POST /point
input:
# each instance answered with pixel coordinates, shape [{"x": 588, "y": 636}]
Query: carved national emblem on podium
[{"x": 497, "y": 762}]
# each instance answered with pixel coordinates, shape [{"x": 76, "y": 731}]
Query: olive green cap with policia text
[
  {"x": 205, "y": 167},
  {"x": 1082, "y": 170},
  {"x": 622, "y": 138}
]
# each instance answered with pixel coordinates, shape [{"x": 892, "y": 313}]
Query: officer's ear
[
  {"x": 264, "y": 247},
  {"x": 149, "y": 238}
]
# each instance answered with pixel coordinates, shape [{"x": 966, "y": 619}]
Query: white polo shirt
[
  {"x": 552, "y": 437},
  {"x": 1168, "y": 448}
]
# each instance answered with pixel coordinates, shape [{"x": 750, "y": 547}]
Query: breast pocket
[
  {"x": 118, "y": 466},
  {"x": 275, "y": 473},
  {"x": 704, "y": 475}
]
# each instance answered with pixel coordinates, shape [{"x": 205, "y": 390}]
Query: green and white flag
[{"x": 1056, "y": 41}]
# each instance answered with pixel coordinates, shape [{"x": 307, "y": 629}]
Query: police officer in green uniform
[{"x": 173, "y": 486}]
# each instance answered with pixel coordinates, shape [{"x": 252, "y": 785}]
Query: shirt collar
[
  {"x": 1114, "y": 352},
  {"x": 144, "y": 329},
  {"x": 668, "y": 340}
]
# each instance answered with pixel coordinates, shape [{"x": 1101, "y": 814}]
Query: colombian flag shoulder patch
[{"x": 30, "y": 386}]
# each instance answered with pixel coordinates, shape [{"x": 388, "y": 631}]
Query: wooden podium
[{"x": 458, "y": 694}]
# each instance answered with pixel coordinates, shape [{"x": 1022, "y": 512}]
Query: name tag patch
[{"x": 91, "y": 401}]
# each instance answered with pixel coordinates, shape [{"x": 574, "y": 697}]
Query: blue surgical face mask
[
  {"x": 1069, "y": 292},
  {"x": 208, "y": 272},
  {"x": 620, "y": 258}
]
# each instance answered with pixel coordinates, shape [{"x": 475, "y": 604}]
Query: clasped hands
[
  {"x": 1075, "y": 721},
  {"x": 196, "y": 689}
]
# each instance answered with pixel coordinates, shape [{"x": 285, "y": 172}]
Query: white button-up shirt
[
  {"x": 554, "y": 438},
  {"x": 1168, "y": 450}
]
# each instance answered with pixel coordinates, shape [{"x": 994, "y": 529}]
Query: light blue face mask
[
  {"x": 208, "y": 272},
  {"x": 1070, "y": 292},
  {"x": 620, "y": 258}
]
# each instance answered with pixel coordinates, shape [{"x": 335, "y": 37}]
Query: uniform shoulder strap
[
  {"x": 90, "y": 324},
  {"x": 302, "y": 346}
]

- Requirement
Quote every entry exactly.

- Written reply
POST /point
input:
# each instance answered with pixel coordinates, shape [{"x": 588, "y": 636}]
Query: carved national emblem on podium
[{"x": 497, "y": 762}]
# each instance answered with pixel coordinates, shape [{"x": 76, "y": 731}]
Query: olive green cap with policia text
[
  {"x": 205, "y": 167},
  {"x": 1082, "y": 170},
  {"x": 622, "y": 138}
]
# each instance answered with pixel coordinates, shape [{"x": 892, "y": 313}]
Query: officer's ear
[
  {"x": 264, "y": 247},
  {"x": 149, "y": 238}
]
# each instance answered with pixel coordinates, shape [{"x": 966, "y": 619}]
Query: white polo shirt
[
  {"x": 552, "y": 437},
  {"x": 1168, "y": 448}
]
# each instance answered with pixel coordinates, shape [{"x": 750, "y": 547}]
Query: breast pocket
[
  {"x": 118, "y": 466},
  {"x": 275, "y": 473},
  {"x": 704, "y": 475}
]
# each instance answered with pixel coordinates, shape [{"x": 205, "y": 390}]
Query: green and white flag
[{"x": 1056, "y": 41}]
# each instance answered with pixel coordinates, shape [{"x": 307, "y": 629}]
Query: police officer in green uniform
[{"x": 173, "y": 486}]
# each instance answered with pixel coordinates, shape [{"x": 252, "y": 785}]
Query: shirt collar
[
  {"x": 1114, "y": 352},
  {"x": 144, "y": 329},
  {"x": 668, "y": 340}
]
# each instance answered with pixel coordinates, shape [{"x": 1101, "y": 814}]
Query: colombian flag shoulder patch
[{"x": 30, "y": 386}]
# each instance answered with pixel coordinates, shape [{"x": 388, "y": 631}]
Query: wooden podium
[{"x": 458, "y": 694}]
# each instance answered with pixel coordinates, shape [{"x": 1022, "y": 512}]
Query: name tag patch
[{"x": 91, "y": 401}]
# each instance answered with pixel coordinates, shape [{"x": 574, "y": 697}]
Query: blue surgical face mask
[
  {"x": 1069, "y": 292},
  {"x": 208, "y": 272},
  {"x": 620, "y": 258}
]
# each instance answered with pixel coordinates, shape [{"x": 475, "y": 604}]
Query: clasped hands
[
  {"x": 1075, "y": 721},
  {"x": 196, "y": 689}
]
# each instance answered with pixel coordinates, shape [{"x": 285, "y": 172}]
Query: white button-up shirt
[
  {"x": 554, "y": 438},
  {"x": 1168, "y": 450}
]
# each instance answered with pixel coordinates, shape [{"x": 994, "y": 529}]
Query: light blue face mask
[
  {"x": 208, "y": 272},
  {"x": 1070, "y": 292},
  {"x": 620, "y": 258}
]
# each instance answered with pixel coordinates, shape [{"x": 335, "y": 37}]
Query: uniform shoulder strap
[
  {"x": 90, "y": 324},
  {"x": 302, "y": 346}
]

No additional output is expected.